### Required work:
Proceed with the passage below about a stewed-tomato supper in northern Michigan, writing on from the end of its final sentence.

━━ Selected passage

Simple meals, prepared at home in the evenings....
And
now to the present: Monday, April 25th was a cold, blustery spring
day in northern Michigan, with a strange, unsettling east wind and the
dismayingly regular sound of the furnace blower. I had done a frugal, meager,
end-of-winter grocery shopping in Northport and found canned tomatoes on sale,
so our supper was to be leftover buckwheat noodles and gravy, stewed chicken,
and a simple vegetable dish of canned stewed tomatoes, frozen okra, chopped
fresh onion, and a sprinkling of herbes de Provence. Those vegetables were
David’s madeleine.
He
went into a trance.
“Did
you make this up from scratch?”
I
admitted the stewed tomatoes had come from a can.
“It
takes me right back to Paris! I found a brand of canned okra and tomatoes at a
little neighborhood store, and many evenings that was my supper. Sometimes with
a baguette, sometimes not. Is there more?”

━━━━
━━ Dataset extract

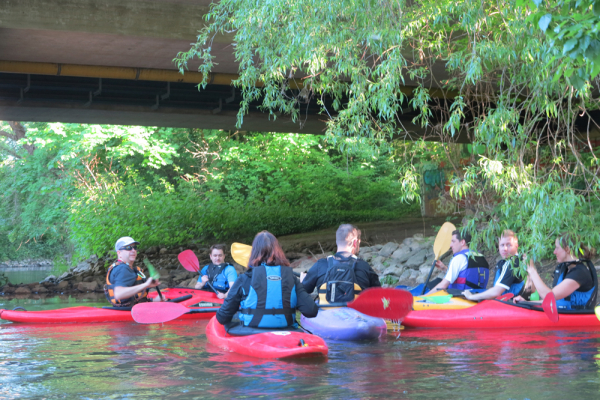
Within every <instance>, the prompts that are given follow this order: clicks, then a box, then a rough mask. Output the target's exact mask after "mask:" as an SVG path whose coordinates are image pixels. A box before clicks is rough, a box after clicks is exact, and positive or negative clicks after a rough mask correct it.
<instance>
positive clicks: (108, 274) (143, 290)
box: [104, 260, 148, 307]
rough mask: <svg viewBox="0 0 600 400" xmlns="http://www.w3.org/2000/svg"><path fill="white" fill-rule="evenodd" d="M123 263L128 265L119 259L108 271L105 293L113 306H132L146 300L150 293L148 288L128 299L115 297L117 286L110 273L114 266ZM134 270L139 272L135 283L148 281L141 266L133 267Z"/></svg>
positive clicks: (114, 266) (141, 282)
mask: <svg viewBox="0 0 600 400" xmlns="http://www.w3.org/2000/svg"><path fill="white" fill-rule="evenodd" d="M122 264H124V265H127V264H125V263H124V262H123V261H119V260H117V261H115V262H114V263H113V264H112V265H111V266H110V267H109V268H108V272H107V273H106V284H105V285H104V295H105V296H106V299H107V300H108V301H109V303H110V304H112V305H113V307H131V306H133V305H134V304H137V303H140V302H143V301H145V300H146V296H147V295H148V289H144V290H142V291H141V292H139V293H136V295H135V296H133V297H130V298H128V299H123V300H117V299H115V286H114V285H113V284H112V283H111V282H110V273H111V272H112V270H113V268H115V267H116V266H118V265H122ZM127 268H129V265H127ZM133 270H134V271H135V272H136V273H137V278H136V279H135V282H134V285H140V284H142V283H144V282H146V278H142V276H144V273H143V271H142V269H141V268H140V267H133Z"/></svg>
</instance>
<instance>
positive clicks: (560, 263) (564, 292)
mask: <svg viewBox="0 0 600 400" xmlns="http://www.w3.org/2000/svg"><path fill="white" fill-rule="evenodd" d="M571 242H572V241H571V240H570V239H569V237H568V236H567V235H564V236H562V237H560V238H558V239H556V241H555V243H554V255H555V256H556V261H558V263H559V264H558V266H557V268H556V270H555V272H554V282H553V288H552V289H550V288H549V287H548V286H546V284H545V283H544V282H543V281H542V278H540V275H539V273H538V272H537V269H536V268H535V266H534V265H533V260H531V261H530V262H529V266H528V268H527V273H528V274H529V278H530V280H531V282H532V284H533V286H534V287H535V290H537V291H538V293H539V295H540V299H542V300H543V299H544V298H545V297H546V295H547V294H548V293H550V292H552V293H553V294H554V297H555V298H556V300H557V305H558V306H559V307H561V304H559V301H560V300H562V299H565V302H564V303H565V306H566V308H590V307H593V306H595V304H592V303H595V300H596V293H597V290H598V288H597V287H596V285H597V281H596V279H594V276H595V275H593V273H592V271H591V270H590V269H588V267H587V266H586V265H584V264H583V263H582V262H581V261H580V260H579V259H577V257H575V256H574V255H573V253H574V252H573V251H572V250H571V248H570V247H569V245H570V243H571ZM585 253H586V254H583V257H584V258H585V259H589V256H590V255H589V252H588V251H587V250H586V252H585ZM592 268H593V266H592ZM594 272H595V271H594ZM524 300H525V299H524V298H523V297H521V296H517V297H515V301H524Z"/></svg>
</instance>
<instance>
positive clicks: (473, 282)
mask: <svg viewBox="0 0 600 400" xmlns="http://www.w3.org/2000/svg"><path fill="white" fill-rule="evenodd" d="M459 255H463V256H465V257H467V268H465V269H464V270H462V271H460V273H459V274H458V278H456V280H455V281H454V283H452V284H451V285H449V286H448V289H459V290H466V289H485V287H486V286H487V281H488V279H489V276H490V266H489V264H488V263H487V261H486V259H485V257H483V256H482V255H481V254H477V253H475V252H472V251H471V250H469V249H465V250H462V251H459V252H458V253H456V254H455V255H454V257H457V256H459Z"/></svg>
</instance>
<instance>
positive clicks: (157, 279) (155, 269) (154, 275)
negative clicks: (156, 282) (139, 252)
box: [144, 258, 160, 281]
mask: <svg viewBox="0 0 600 400" xmlns="http://www.w3.org/2000/svg"><path fill="white" fill-rule="evenodd" d="M144 265H145V266H146V268H148V273H149V274H150V277H151V278H152V279H154V280H155V281H157V280H159V279H160V274H159V273H158V271H156V268H154V265H152V263H151V262H150V260H148V259H147V258H144Z"/></svg>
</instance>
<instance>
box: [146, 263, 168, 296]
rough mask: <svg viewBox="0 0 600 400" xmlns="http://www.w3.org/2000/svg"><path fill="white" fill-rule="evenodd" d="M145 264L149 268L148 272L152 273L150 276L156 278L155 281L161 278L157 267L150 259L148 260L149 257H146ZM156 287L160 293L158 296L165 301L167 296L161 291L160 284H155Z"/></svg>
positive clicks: (154, 287) (150, 274)
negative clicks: (156, 267)
mask: <svg viewBox="0 0 600 400" xmlns="http://www.w3.org/2000/svg"><path fill="white" fill-rule="evenodd" d="M144 264H145V265H146V267H147V268H148V273H149V274H150V278H152V279H154V280H155V281H158V280H160V274H159V273H158V271H156V269H155V268H154V265H152V263H151V262H150V260H148V258H144ZM154 288H155V289H156V293H158V296H159V297H160V299H161V300H162V301H165V298H164V297H163V295H162V293H161V292H160V289H159V288H158V286H155V287H154Z"/></svg>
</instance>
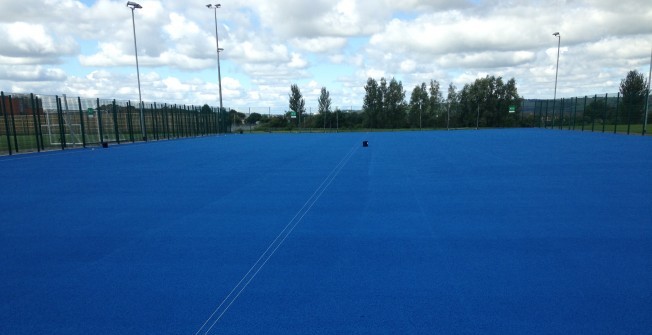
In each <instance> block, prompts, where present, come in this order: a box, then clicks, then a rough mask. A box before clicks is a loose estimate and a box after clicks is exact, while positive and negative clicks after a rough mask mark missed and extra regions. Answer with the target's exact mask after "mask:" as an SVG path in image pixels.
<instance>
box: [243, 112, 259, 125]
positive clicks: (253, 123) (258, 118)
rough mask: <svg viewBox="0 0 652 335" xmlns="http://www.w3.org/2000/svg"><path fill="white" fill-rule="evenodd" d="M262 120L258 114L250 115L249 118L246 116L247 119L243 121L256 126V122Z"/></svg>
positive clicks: (256, 113) (246, 122)
mask: <svg viewBox="0 0 652 335" xmlns="http://www.w3.org/2000/svg"><path fill="white" fill-rule="evenodd" d="M262 119H263V116H262V114H259V113H251V114H249V116H247V119H245V122H246V123H247V124H256V123H257V122H258V121H261V120H262Z"/></svg>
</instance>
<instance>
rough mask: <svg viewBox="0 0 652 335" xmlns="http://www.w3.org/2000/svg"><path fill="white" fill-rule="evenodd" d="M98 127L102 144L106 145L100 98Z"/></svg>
mask: <svg viewBox="0 0 652 335" xmlns="http://www.w3.org/2000/svg"><path fill="white" fill-rule="evenodd" d="M97 127H98V128H99V130H100V143H104V129H103V128H104V126H103V125H102V110H101V109H100V99H99V98H97Z"/></svg>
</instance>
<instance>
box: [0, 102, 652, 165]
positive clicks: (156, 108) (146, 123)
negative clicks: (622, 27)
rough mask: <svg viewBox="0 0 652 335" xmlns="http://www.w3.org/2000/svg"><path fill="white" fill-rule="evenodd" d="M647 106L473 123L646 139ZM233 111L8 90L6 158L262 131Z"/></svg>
mask: <svg viewBox="0 0 652 335" xmlns="http://www.w3.org/2000/svg"><path fill="white" fill-rule="evenodd" d="M646 102H647V101H642V100H641V99H638V100H636V101H633V102H632V101H631V99H623V98H622V97H621V95H620V94H618V93H616V94H603V95H597V94H596V95H593V96H584V97H572V98H562V99H557V100H552V99H550V100H541V99H523V100H521V102H520V104H519V105H518V106H516V108H515V109H512V108H510V111H509V114H507V113H508V112H507V111H504V113H505V116H504V117H503V118H502V121H501V122H499V124H494V125H491V124H488V123H487V122H486V120H485V115H484V114H485V113H484V108H482V106H478V107H477V108H478V110H477V115H475V114H476V113H475V111H473V113H472V114H474V115H472V116H473V117H475V118H477V120H475V119H474V120H475V121H474V122H471V123H473V124H479V125H480V126H481V127H483V126H484V127H488V126H491V127H540V128H549V129H567V130H581V131H592V132H614V133H626V134H644V135H645V134H647V129H646V128H647V124H648V121H649V116H648V115H647V114H646V108H645V107H646V105H645V104H646ZM647 103H649V102H647ZM141 107H142V108H141ZM315 109H316V108H315ZM340 109H341V108H338V110H340ZM228 110H229V111H228V112H227V109H222V110H219V108H216V107H209V106H207V105H204V106H201V107H200V106H188V105H177V104H167V103H155V102H154V103H144V104H143V105H142V106H139V105H138V103H135V104H132V103H131V102H130V101H119V100H113V99H99V98H94V99H86V98H80V97H66V96H65V95H63V96H51V95H35V94H6V93H4V92H0V155H12V154H14V153H23V152H35V151H44V150H65V149H68V148H76V147H86V146H93V145H108V144H109V143H118V144H120V143H131V142H142V141H159V140H169V139H175V138H184V137H196V136H206V135H212V134H221V133H227V132H231V131H232V130H233V129H235V130H236V131H238V132H240V131H243V130H244V131H246V130H249V131H252V130H254V128H256V125H253V124H246V123H244V119H243V120H239V119H237V118H236V116H237V114H238V112H236V111H235V110H233V109H228ZM360 110H361V108H357V107H356V108H353V107H348V111H347V108H344V109H342V112H338V113H328V114H326V115H321V114H318V113H312V109H311V110H310V111H306V114H305V116H303V117H302V118H301V119H291V118H287V120H284V121H285V122H277V123H278V125H276V124H274V122H272V121H278V120H274V117H277V118H278V117H283V116H279V115H276V113H272V108H270V107H248V108H239V109H238V111H239V113H240V114H243V115H244V116H245V117H248V116H250V115H251V114H253V113H258V114H261V115H263V116H267V120H266V122H267V123H265V124H263V125H262V128H264V129H266V130H268V131H271V130H273V129H284V128H287V127H288V125H294V124H295V123H296V125H297V127H298V128H299V129H304V130H305V129H314V130H315V131H318V130H320V129H322V130H323V131H327V130H332V129H342V130H355V129H358V128H363V127H365V122H364V116H363V114H364V113H362V112H361V111H360ZM315 112H316V110H315ZM265 114H267V115H265ZM466 114H468V113H466ZM272 116H274V117H272ZM464 116H465V112H464V111H462V110H461V109H460V107H459V105H458V104H442V106H440V108H437V109H436V110H435V111H433V112H428V113H425V114H424V115H421V111H420V110H419V115H418V117H417V116H415V115H411V114H410V112H407V113H406V117H407V118H408V119H409V120H407V123H406V125H407V127H408V128H422V127H423V128H424V129H441V128H465V127H470V126H469V124H470V123H469V122H467V121H468V120H465V119H464ZM466 116H468V115H466ZM646 116H647V118H646ZM412 119H414V120H412ZM281 121H283V120H281Z"/></svg>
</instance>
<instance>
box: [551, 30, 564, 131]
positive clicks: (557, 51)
mask: <svg viewBox="0 0 652 335" xmlns="http://www.w3.org/2000/svg"><path fill="white" fill-rule="evenodd" d="M552 35H553V36H557V69H556V70H555V93H554V95H553V98H552V112H553V116H554V113H555V105H556V103H557V75H558V74H559V47H560V46H561V34H559V32H556V33H554V34H552ZM552 122H553V125H554V123H555V119H554V118H553V120H552ZM561 122H562V124H563V122H564V120H563V119H562V120H561Z"/></svg>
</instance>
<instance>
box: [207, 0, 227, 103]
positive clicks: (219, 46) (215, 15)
mask: <svg viewBox="0 0 652 335" xmlns="http://www.w3.org/2000/svg"><path fill="white" fill-rule="evenodd" d="M206 7H208V8H213V9H214V13H215V46H216V50H217V84H218V86H219V90H220V114H222V73H221V71H220V52H221V51H223V50H224V49H222V48H220V39H219V37H218V34H217V9H218V8H220V7H222V5H220V4H215V5H212V4H208V5H206Z"/></svg>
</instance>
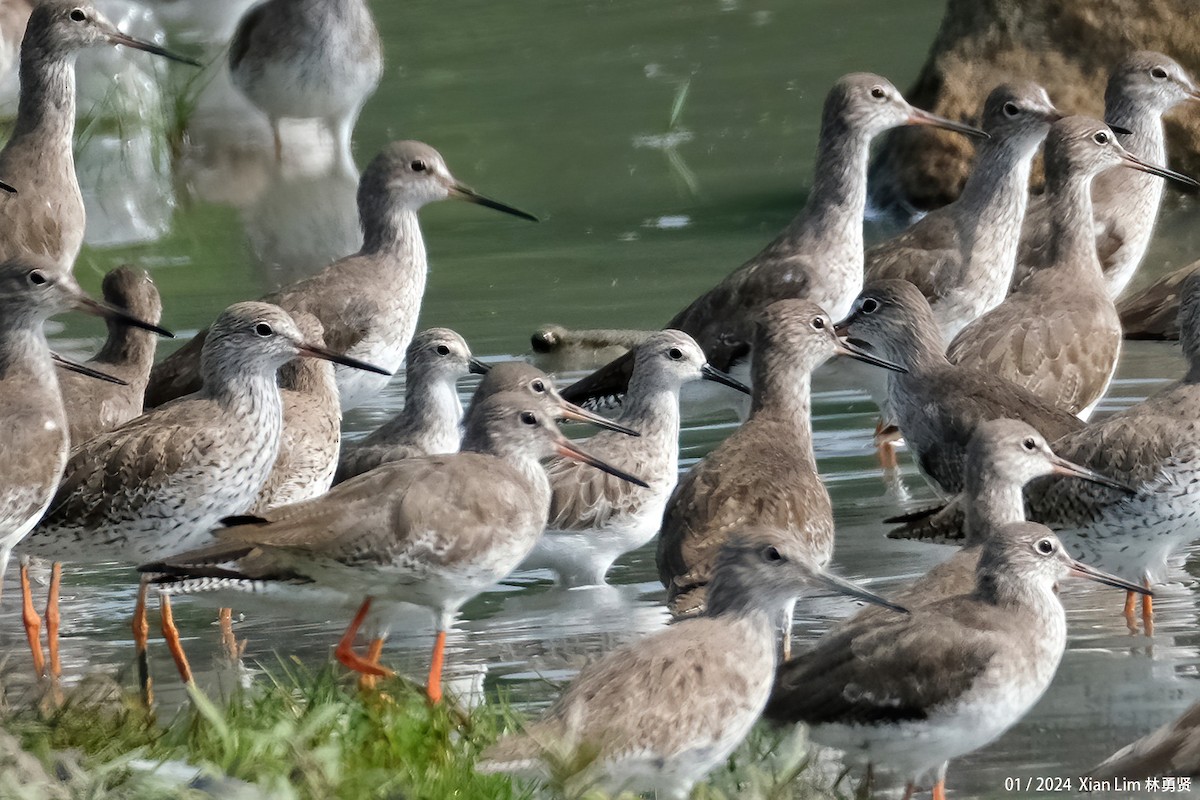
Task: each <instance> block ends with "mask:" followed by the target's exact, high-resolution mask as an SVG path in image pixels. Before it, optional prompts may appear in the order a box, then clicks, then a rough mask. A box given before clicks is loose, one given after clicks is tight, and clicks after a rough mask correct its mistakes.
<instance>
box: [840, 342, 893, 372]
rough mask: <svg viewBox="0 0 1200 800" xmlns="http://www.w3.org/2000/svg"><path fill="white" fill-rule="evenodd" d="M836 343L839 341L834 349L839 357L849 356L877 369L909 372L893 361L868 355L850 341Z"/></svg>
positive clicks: (868, 354)
mask: <svg viewBox="0 0 1200 800" xmlns="http://www.w3.org/2000/svg"><path fill="white" fill-rule="evenodd" d="M836 341H838V344H836V345H835V347H834V351H835V353H836V354H838V355H844V356H847V357H851V359H857V360H858V361H862V362H863V363H870V365H875V366H876V367H883V368H884V369H890V371H892V372H908V371H907V369H905V368H904V367H901V366H900V365H899V363H894V362H892V361H888V360H887V359H880V357H878V356H874V355H871V354H870V353H868V351H866V350H863V349H862V348H859V347H858V345H857V344H853V343H851V342H848V341H845V339H840V338H839V339H836Z"/></svg>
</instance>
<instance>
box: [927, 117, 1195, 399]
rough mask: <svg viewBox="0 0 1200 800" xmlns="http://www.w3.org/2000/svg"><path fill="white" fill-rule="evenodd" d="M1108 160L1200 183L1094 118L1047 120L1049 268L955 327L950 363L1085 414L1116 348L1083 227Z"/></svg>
mask: <svg viewBox="0 0 1200 800" xmlns="http://www.w3.org/2000/svg"><path fill="white" fill-rule="evenodd" d="M1110 167H1124V168H1128V169H1135V170H1140V172H1145V173H1148V174H1151V175H1158V176H1159V178H1172V179H1175V180H1178V181H1180V182H1184V184H1188V185H1192V186H1200V184H1198V182H1196V181H1194V180H1192V179H1190V178H1187V176H1186V175H1180V174H1178V173H1174V172H1171V170H1169V169H1164V168H1162V167H1157V166H1154V164H1148V163H1146V162H1145V161H1142V160H1140V158H1138V157H1136V156H1134V155H1132V154H1129V152H1128V151H1127V150H1126V149H1124V148H1122V146H1121V144H1120V143H1118V142H1117V138H1116V134H1115V133H1114V132H1112V131H1111V130H1110V128H1109V126H1108V125H1105V124H1104V122H1100V121H1098V120H1092V119H1088V118H1086V116H1068V118H1064V119H1062V120H1060V121H1057V122H1055V125H1054V127H1051V128H1050V133H1049V136H1048V137H1046V146H1045V170H1046V197H1048V198H1049V199H1048V203H1049V206H1050V216H1051V228H1050V235H1051V242H1050V258H1049V259H1048V263H1049V266H1046V267H1045V269H1043V270H1039V271H1038V272H1037V273H1036V275H1033V276H1031V277H1030V278H1028V279H1027V281H1025V282H1024V283H1022V284H1021V285H1020V287H1018V288H1016V290H1015V291H1013V294H1010V295H1009V296H1008V299H1007V300H1004V302H1002V303H1001V305H998V306H997V307H996V308H994V309H992V311H990V312H988V313H986V314H984V315H983V317H980V318H979V319H977V320H974V321H973V323H971V324H970V325H967V326H966V327H964V329H962V331H961V332H960V333H959V335H958V336H956V337H955V338H954V341H953V342H950V345H949V348H948V349H947V351H946V356H947V357H948V359H949V360H950V361H953V362H954V363H956V365H960V366H965V367H973V368H976V369H980V371H984V372H989V373H991V374H994V375H1000V377H1003V378H1007V379H1009V380H1012V381H1013V383H1015V384H1018V385H1020V386H1024V387H1025V389H1027V390H1030V391H1031V392H1033V393H1034V395H1037V396H1038V397H1040V398H1043V399H1045V401H1046V402H1049V403H1054V404H1055V405H1057V407H1060V408H1063V409H1066V410H1068V411H1070V413H1072V414H1079V415H1080V416H1082V417H1085V419H1086V417H1087V416H1088V414H1090V413H1091V410H1092V409H1093V408H1094V404H1096V403H1097V402H1098V401H1099V399H1100V397H1102V396H1103V395H1104V392H1105V390H1106V389H1108V385H1109V381H1111V380H1112V374H1114V372H1116V366H1117V356H1118V355H1120V353H1121V338H1122V332H1121V319H1120V317H1118V315H1117V309H1116V306H1115V305H1114V302H1112V297H1111V296H1110V295H1109V290H1108V287H1106V285H1105V283H1104V273H1103V272H1102V269H1100V261H1099V257H1098V255H1097V252H1096V233H1094V229H1093V225H1092V199H1091V186H1092V179H1093V178H1094V176H1096V175H1097V174H1099V173H1100V172H1103V170H1104V169H1108V168H1110Z"/></svg>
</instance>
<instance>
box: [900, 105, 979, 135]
mask: <svg viewBox="0 0 1200 800" xmlns="http://www.w3.org/2000/svg"><path fill="white" fill-rule="evenodd" d="M907 122H908V125H928V126H930V127H935V128H943V130H946V131H954V132H955V133H961V134H964V136H968V137H972V138H974V139H990V138H991V137H990V136H988V133H986V132H985V131H980V130H979V128H977V127H974V126H972V125H966V124H965V122H956V121H954V120H949V119H946V118H944V116H938V115H937V114H931V113H929V112H924V110H922V109H919V108H914V109H912V113H911V114H910V115H908V119H907Z"/></svg>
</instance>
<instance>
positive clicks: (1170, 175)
mask: <svg viewBox="0 0 1200 800" xmlns="http://www.w3.org/2000/svg"><path fill="white" fill-rule="evenodd" d="M1121 157H1122V158H1123V160H1124V166H1126V167H1128V168H1129V169H1136V170H1138V172H1141V173H1148V174H1151V175H1158V176H1159V178H1165V179H1168V180H1172V181H1175V182H1176V184H1183V185H1184V186H1190V187H1193V188H1196V187H1200V181H1198V180H1196V179H1194V178H1188V176H1187V175H1184V174H1183V173H1177V172H1175V170H1174V169H1168V168H1166V167H1158V166H1157V164H1152V163H1150V162H1147V161H1142V160H1141V158H1139V157H1138V156H1135V155H1133V154H1132V152H1123V154H1121Z"/></svg>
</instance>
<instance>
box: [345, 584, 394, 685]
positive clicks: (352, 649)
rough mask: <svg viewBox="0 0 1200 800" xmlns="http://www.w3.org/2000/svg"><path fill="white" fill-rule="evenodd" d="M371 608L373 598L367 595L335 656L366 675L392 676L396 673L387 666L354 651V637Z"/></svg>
mask: <svg viewBox="0 0 1200 800" xmlns="http://www.w3.org/2000/svg"><path fill="white" fill-rule="evenodd" d="M370 610H371V599H370V597H367V599H366V600H364V601H362V604H361V606H359V612H358V613H356V614H355V615H354V619H353V620H350V626H349V627H347V628H346V633H343V634H342V639H341V640H340V642H338V643H337V648H336V649H335V650H334V657H335V658H337V660H338V661H340V662H341V663H342V666H344V667H346V668H347V669H352V670H354V672H356V673H362V674H364V675H376V676H377V678H391V676H392V675H395V674H396V673H394V672H392V670H390V669H388V668H386V667H380V666H379V664H377V663H371V662H370V661H367V660H366V658H364V657H361V656H360V655H359V654H356V652H354V638H355V637H356V636H358V634H359V628H360V627H361V626H362V620H365V619H366V618H367V612H370Z"/></svg>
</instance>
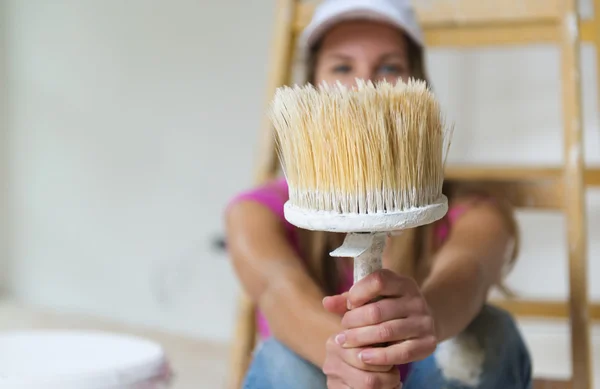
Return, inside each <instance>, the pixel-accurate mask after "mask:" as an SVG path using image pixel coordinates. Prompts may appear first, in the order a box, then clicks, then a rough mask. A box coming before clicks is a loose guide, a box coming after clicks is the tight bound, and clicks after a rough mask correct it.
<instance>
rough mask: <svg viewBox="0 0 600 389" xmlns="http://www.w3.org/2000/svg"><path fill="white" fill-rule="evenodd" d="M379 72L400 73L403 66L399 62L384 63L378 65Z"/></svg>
mask: <svg viewBox="0 0 600 389" xmlns="http://www.w3.org/2000/svg"><path fill="white" fill-rule="evenodd" d="M379 72H380V73H384V74H402V73H403V72H405V67H404V66H403V65H400V64H385V65H382V66H380V67H379Z"/></svg>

━━━━

### Task result:
He
decided he didn’t want any chicken at all, just a third helping of the stewed
vegetables.
“What
was the name of the street you lived on?” I asked.
“Boulevard
Beaumarchais, number six,” he said dreamily, savoring his last bite.
Without
trying, I had hit upon something important. For this post, not having
photographed the dish as it came to the table. I used a second can of tomatoes
in my assembly of ingredients above, to show you how simple it was, but I know
the effect on David depended on the conjunction of his memories with the look
and smell and taste of the food.
What
is your madeleine? What taste or sound or smell carries you back in time?